Exercise goal »
Edit the data below so that every occurrence of "rough mask" becomes "coarse mask", and keep everything else unchanged.

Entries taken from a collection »
*** Block opens ***

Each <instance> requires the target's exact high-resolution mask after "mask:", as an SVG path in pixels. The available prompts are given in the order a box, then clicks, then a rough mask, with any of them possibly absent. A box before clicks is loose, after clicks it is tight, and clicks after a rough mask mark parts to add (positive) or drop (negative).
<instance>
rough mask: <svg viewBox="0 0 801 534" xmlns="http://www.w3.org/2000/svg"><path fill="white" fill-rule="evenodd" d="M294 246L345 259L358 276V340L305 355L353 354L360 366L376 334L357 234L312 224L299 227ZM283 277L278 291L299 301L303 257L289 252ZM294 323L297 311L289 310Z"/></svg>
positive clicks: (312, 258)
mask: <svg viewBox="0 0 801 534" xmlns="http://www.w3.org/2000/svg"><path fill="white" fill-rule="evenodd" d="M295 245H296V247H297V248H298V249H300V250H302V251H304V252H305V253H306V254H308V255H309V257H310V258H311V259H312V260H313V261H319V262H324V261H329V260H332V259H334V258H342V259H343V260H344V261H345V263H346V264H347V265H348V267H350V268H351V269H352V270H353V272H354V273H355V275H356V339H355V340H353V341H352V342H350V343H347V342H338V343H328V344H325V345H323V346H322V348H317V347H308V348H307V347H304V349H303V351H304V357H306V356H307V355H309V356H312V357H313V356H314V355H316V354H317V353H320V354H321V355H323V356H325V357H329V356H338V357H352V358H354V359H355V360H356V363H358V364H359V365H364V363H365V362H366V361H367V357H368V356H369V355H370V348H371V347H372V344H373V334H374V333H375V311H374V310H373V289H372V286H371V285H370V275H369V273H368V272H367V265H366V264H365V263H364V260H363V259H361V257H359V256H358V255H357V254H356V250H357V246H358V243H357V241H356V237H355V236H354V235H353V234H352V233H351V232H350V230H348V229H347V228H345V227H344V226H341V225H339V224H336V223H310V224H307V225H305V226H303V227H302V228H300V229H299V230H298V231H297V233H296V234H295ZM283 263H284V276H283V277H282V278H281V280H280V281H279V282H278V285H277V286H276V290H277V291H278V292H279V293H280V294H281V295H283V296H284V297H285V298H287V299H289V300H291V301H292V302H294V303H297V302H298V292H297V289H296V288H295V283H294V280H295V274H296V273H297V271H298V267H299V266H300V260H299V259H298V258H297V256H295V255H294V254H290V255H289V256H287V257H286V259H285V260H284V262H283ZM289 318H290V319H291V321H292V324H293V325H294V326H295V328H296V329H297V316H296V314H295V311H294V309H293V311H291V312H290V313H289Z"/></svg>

*** Block closes ***

Answer for the task »
Each <instance> requires the target's exact high-resolution mask after "mask:", as an SVG path in pixels. The available prompts are given in the order a box, then clicks, then a coarse mask, with any of them possibly absent. A box before clicks is loose, after clicks it is tight, and clicks after a coarse mask mark parts to add (positive) or drop (negative).
<instance>
coarse mask: <svg viewBox="0 0 801 534" xmlns="http://www.w3.org/2000/svg"><path fill="white" fill-rule="evenodd" d="M294 246L345 259L358 276V340L305 355L353 354L360 366L376 334L357 234L312 224L299 227ZM283 277L278 291L299 301L303 257L289 252ZM294 323L297 311L289 310Z"/></svg>
positive clicks: (312, 258)
mask: <svg viewBox="0 0 801 534" xmlns="http://www.w3.org/2000/svg"><path fill="white" fill-rule="evenodd" d="M295 245H296V247H297V248H298V249H300V250H302V251H304V252H305V253H306V254H308V255H309V257H310V258H311V259H312V260H313V261H319V262H324V261H329V260H332V259H334V258H342V259H343V260H344V261H345V263H346V264H347V265H348V267H350V268H351V269H352V270H353V272H354V273H355V275H356V339H355V340H353V341H352V342H350V343H347V342H338V343H328V344H325V345H323V346H322V348H317V347H308V348H307V347H304V349H303V351H304V357H306V356H307V355H309V356H312V357H313V356H314V355H316V354H317V353H320V354H321V355H323V356H325V357H329V356H338V357H352V358H354V359H355V360H356V363H358V364H359V365H364V363H365V362H366V361H367V357H368V356H369V355H370V348H371V347H372V344H373V334H374V333H375V311H374V310H373V289H372V286H371V285H370V275H369V273H368V272H367V265H366V264H365V263H364V260H363V259H361V257H359V256H358V255H357V254H356V250H357V246H358V243H357V241H356V237H355V236H354V235H353V234H352V233H351V232H350V230H348V229H347V228H345V227H344V226H341V225H339V224H336V223H310V224H307V225H305V226H303V227H302V228H300V229H299V230H298V231H297V233H296V234H295ZM283 263H284V276H283V277H282V278H281V280H280V281H279V282H278V285H277V286H276V290H277V291H278V292H279V293H280V294H281V295H283V296H284V297H285V298H287V299H289V300H291V301H292V302H294V303H297V302H298V292H297V289H296V288H295V283H294V280H295V274H296V273H297V271H298V267H299V266H300V260H299V259H298V258H297V256H295V255H294V254H290V255H289V256H287V257H286V259H285V260H284V262H283ZM289 318H290V319H291V321H292V324H293V325H294V326H295V328H296V329H297V316H296V314H295V311H294V309H293V311H291V312H290V313H289Z"/></svg>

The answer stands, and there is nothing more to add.